(Problem requirements): Switch "pointer" to "marker" everywhere in the lines from the one holding "as point(170, 349)." through the one holding "point(428, 56)", inclusive, and write out only those lines with everything else unchanged.

(Source data):
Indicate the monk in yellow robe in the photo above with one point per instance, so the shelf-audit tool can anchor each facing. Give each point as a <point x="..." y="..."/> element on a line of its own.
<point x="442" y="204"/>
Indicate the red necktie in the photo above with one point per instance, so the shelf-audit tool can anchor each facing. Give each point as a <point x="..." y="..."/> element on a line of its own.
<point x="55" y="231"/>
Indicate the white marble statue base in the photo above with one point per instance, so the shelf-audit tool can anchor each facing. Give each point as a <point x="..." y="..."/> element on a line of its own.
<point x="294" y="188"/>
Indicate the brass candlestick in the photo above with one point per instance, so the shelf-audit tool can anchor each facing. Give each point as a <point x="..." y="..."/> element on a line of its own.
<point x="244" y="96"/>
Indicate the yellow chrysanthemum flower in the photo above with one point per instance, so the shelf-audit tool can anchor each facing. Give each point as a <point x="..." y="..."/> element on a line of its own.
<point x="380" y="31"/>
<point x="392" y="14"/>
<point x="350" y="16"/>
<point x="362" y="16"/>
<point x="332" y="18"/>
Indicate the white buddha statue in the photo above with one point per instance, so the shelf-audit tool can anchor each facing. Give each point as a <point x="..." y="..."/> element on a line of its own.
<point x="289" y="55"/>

==

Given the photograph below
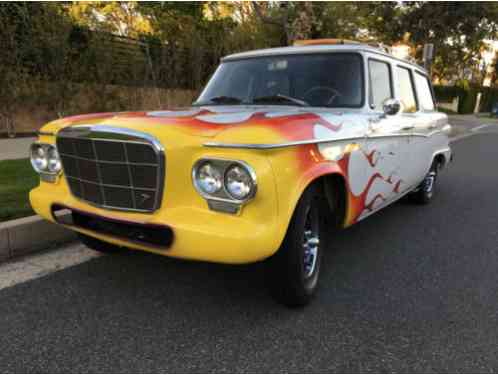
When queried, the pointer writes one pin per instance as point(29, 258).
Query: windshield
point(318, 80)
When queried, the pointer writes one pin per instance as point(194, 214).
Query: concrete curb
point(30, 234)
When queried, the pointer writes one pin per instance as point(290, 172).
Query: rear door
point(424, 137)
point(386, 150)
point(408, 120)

...

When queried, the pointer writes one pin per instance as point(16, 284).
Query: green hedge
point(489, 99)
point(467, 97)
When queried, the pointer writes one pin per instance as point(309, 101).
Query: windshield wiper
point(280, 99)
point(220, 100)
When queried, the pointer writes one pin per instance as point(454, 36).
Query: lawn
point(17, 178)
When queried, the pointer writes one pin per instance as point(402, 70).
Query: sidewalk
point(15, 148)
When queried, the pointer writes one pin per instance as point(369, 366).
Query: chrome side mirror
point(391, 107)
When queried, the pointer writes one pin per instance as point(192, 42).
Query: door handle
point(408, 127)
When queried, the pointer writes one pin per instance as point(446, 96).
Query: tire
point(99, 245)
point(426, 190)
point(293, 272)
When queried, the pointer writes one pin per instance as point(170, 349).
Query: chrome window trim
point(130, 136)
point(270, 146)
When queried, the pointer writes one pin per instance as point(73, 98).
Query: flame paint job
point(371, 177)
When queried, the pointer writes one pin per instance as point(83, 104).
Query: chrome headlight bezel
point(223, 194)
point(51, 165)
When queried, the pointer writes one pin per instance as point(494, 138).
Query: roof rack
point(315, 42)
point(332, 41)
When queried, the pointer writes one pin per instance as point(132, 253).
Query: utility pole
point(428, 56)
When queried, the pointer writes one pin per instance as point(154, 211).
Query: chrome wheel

(Correct response):
When queried, the marker writes one pin per instance as point(170, 349).
Query: chrome window trim
point(130, 136)
point(270, 146)
When queried, the marker writes one pin per instance as point(73, 98).
Query: flame paint job
point(371, 177)
When queried, the marker writes one pin per instance as point(83, 104).
Query: chrome headlight bezel
point(223, 194)
point(51, 165)
When queried, the marker writes one pin per instance as point(494, 138).
Query: roof rack
point(315, 42)
point(332, 41)
When queried, the marker writes one pin per instance as point(132, 253).
Query: utility pole
point(428, 56)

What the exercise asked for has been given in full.